=== Passage shown ===
:::
The flora which supports the red scroll are a branch of coffee tree and a stalk of sugarcane. The scroll itself bears the inscription “1660 Paraty 1844” These are the dates that Paraty initially achieved status as a town and then later city status. Above the shield is a crown consisting of five towers, with the center tower emblazoned with a red shield bearing a gold fleur-de-lis, which symbolizes Our Lady of Remedies, the patron saint of the city.


Paraty was founded formally as a town by Portuguese colonizers in 1667, in a region populated by the Guaianás Indians.

The Guaianás people who lived where the city now stands called the entire area “Paraty”. In the Tupi language “Paraty” means “river of fish”. Even today the Brazilian Mullet (Mugil Brasiliensis) still come back to spawn in the rivers that spill into the Bay of Paraty. When the region was colonized by the Portuguese, they adopted the Guaianás name for their new town.

The Gold Trail

After the discovery of the world's richest gold mines in 1696 in the mountains of Minas Gerais, Paraty became an export port for gold to Rio de Janeiro and from there on to Portugal. The ensuing gold rush led to the construction of the "Caminho do Ouro" or "Gold Trail", a 1200 kilometer road, paved in steep areas with large stones, which connected Paraty to Diamantina via Ouro Preto and Tiradentes. Not only was it was used to transport gold to Paraty, but it was also used to convey supplies, miners and African slaves by mule train over the mountains to and from the gold mining areas. Two substantial sections of the Caminho do Ouro have been excavated near Paraty and are now a popular tourist destination for hiking.
:::
=== Data segment ===
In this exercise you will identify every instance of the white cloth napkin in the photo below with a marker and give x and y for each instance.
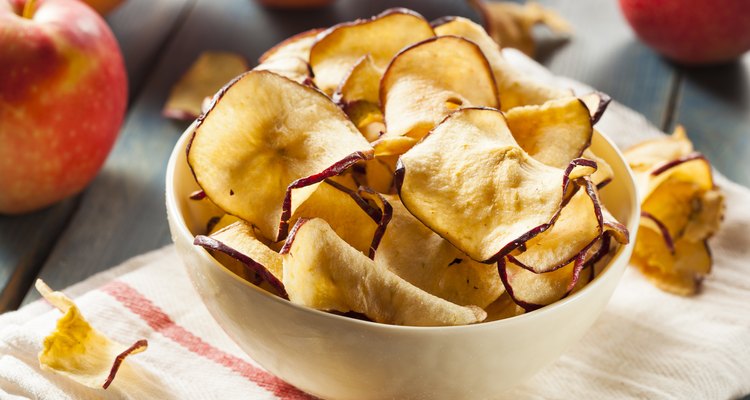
(647, 344)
:::
=== Work order 1 ===
Duplicate the part of the Paraty passage that opens with the words containing "The flora which" and closes with "of the city.".
=== Work order 2 ===
In the Paraty passage, what does the name "Paraty" mean in the Tupi language?
The material is separate from the Paraty passage.

=== Exercise answer 1 ===
The flora which supports the red scroll are a branch of coffee tree and a stalk of sugarcane. The scroll itself bears the inscription “1660 Paraty 1844” These are the dates that Paraty initially achieved status as a town and then later city status. Above the shield is a crown consisting of five towers, with the center tower emblazoned with a red shield bearing a gold fleur-de-lis, which symbolizes Our Lady of Remedies, the patron saint of the city.

=== Exercise answer 2 ===
River of fish.